## Records from a dataset

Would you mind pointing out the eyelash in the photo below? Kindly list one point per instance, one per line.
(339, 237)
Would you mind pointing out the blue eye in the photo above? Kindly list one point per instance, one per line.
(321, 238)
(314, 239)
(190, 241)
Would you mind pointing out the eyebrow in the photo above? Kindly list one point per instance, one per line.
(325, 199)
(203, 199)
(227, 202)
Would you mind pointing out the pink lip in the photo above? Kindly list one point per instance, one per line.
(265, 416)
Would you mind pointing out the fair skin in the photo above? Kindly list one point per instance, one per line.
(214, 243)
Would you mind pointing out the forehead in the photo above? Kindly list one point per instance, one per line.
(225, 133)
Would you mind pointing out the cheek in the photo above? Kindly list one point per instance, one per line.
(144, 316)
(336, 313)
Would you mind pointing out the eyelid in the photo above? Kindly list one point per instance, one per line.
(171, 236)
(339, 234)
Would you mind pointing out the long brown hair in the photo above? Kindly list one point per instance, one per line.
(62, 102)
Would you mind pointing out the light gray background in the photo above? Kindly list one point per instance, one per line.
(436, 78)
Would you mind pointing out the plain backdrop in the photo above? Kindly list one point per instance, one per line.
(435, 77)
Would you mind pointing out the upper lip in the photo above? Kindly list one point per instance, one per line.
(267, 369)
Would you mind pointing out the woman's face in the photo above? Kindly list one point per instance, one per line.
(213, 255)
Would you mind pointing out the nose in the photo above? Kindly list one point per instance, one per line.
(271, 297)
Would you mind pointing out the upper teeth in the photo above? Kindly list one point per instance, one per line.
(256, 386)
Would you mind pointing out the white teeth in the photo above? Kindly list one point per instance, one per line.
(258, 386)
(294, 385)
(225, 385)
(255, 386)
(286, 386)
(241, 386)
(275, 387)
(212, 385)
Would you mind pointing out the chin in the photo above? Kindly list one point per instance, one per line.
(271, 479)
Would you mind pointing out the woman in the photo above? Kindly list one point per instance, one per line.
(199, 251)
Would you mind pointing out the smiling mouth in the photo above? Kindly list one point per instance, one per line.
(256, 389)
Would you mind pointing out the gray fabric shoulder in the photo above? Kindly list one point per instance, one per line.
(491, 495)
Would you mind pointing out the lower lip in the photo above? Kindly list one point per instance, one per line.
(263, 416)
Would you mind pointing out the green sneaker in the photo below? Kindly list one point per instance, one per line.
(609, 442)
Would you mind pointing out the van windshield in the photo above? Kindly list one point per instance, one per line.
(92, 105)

## WHAT IS ASKED
Format the material from the line containing "Would you mind pointing out the eyelid" through the end of the material as a Markdown table. Use the columns Row and Line, number each row, and leave out blank lines.

## SOLUTION TO THIS PROBLEM
| Row | Line |
|---|---|
| 1 | Would you mind pointing out the eyelid in the photo above? Kindly list one point per instance, one per line. |
| 2 | (171, 236) |
| 3 | (339, 234) |
| 4 | Would you mind pointing out the long brown hair in the photo above? Kindly list one point per instance, one per line. |
| 5 | (62, 102) |
| 6 | Would you mind pointing out the light gray background in the photo above? Kindly list one point per instance, one per line. |
| 7 | (436, 78) |
| 8 | Would you mind pointing out the plain backdrop in the photo above? Kindly list one point per instance, one per line. |
| 9 | (435, 77) |
| 10 | Would you mind pointing out the upper lip in the photo above? Kindly list one point per instance, one per line. |
| 11 | (267, 369) |
| 12 | Would you mind pointing out the woman's face in the photo above? Kindly list one point per instance, one per line. |
| 13 | (213, 255) |
| 14 | Would you mind pointing out the nose in the photo above? Kindly list one point per instance, one per line. |
| 15 | (271, 297) |
| 16 | Would you mind pointing out the upper teeth in the photo above? Kindly list one point per instance, one per line. |
| 17 | (256, 386) |
| 18 | Would you mind pointing out the white teeth in the photo above? Kindly list one point per instance, one per line. |
| 19 | (258, 386) |
| 20 | (294, 385) |
| 21 | (225, 385) |
| 22 | (255, 386) |
| 23 | (286, 386) |
| 24 | (241, 386) |
| 25 | (275, 387) |
| 26 | (212, 385) |
| 27 | Would you mind pointing out the chin in the photo above? Kindly list one point per instance, one per line. |
| 28 | (271, 479) |
| 29 | Would you mind pointing out the woman in the photo above? Kindly list one point per instance, one per line. |
| 30 | (199, 251) |
| 31 | Would you mind pointing out the smiling mouth in the photo above? Kindly list one point per instance, one per line. |
| 32 | (256, 389) |
| 33 | Would you mind pointing out the gray fabric shoulder in the photo above? Kindly list one point per instance, one per line. |
| 34 | (491, 495) |
| 35 | Would you mind pointing out the lower lip in the photo above? Kindly list one point per instance, one per line. |
| 36 | (263, 416) |
| 37 | Would you mind pointing out the green sneaker in the photo below? Kindly list one point per instance, one per line. |
| 38 | (609, 442) |
| 39 | Would you mind pointing out the van windshield in the photo above? Kindly list one point per instance, one per line. |
| 40 | (92, 105) |